[Segmentation data]
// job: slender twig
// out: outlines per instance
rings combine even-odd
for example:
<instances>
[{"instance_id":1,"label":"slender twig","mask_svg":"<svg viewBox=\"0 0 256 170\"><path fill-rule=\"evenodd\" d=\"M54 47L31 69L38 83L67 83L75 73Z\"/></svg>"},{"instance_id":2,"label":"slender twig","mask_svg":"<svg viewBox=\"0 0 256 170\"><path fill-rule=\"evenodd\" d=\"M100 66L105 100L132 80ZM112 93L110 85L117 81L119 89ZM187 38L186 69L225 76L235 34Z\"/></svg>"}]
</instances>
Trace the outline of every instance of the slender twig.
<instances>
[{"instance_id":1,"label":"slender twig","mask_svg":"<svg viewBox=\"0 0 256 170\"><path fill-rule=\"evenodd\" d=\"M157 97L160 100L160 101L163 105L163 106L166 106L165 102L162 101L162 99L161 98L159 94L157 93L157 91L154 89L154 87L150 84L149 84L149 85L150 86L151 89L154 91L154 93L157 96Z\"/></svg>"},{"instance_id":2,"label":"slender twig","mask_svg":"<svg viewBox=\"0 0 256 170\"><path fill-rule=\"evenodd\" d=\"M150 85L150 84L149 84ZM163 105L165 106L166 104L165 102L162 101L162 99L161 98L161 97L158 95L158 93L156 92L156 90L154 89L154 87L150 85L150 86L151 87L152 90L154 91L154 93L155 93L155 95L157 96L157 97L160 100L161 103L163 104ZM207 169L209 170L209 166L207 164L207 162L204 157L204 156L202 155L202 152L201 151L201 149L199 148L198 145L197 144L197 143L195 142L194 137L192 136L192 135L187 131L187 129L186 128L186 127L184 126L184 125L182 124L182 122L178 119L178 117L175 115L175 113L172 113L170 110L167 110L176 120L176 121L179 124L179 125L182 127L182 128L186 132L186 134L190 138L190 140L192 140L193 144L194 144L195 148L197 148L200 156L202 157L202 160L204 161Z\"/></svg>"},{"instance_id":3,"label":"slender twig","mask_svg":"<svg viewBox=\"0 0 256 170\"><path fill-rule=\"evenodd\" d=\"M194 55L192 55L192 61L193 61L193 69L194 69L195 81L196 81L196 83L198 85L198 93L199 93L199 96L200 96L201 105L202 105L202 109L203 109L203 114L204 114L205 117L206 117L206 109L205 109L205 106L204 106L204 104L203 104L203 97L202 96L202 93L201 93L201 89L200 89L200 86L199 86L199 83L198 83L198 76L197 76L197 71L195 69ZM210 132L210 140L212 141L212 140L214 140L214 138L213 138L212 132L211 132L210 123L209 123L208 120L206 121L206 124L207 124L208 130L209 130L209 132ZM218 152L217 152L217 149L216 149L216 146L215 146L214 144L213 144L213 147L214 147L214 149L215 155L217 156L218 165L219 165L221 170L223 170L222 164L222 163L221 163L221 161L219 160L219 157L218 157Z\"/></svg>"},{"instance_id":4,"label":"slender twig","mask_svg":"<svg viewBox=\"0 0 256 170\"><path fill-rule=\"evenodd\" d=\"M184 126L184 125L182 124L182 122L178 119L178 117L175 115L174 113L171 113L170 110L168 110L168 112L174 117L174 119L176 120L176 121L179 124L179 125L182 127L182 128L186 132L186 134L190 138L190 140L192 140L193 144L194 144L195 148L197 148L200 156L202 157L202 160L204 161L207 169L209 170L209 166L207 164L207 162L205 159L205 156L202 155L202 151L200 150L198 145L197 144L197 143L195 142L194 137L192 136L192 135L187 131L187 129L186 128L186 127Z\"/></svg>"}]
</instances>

Task to carry out: Reproduce word for word everything from the start of the listing down to and including the line that contains "Trace the outline".

Task response:
// job: slender twig
// out: outlines per instance
rings combine even-odd
for example:
<instances>
[{"instance_id":1,"label":"slender twig","mask_svg":"<svg viewBox=\"0 0 256 170\"><path fill-rule=\"evenodd\" d=\"M54 47L31 69L38 83L67 83L75 73Z\"/></svg>"},{"instance_id":2,"label":"slender twig","mask_svg":"<svg viewBox=\"0 0 256 170\"><path fill-rule=\"evenodd\" d=\"M100 66L105 100L132 80ZM112 93L110 85L117 81L119 89ZM187 38L186 69L225 76L235 34Z\"/></svg>"}]
</instances>
Trace the outline of every instance of the slender twig.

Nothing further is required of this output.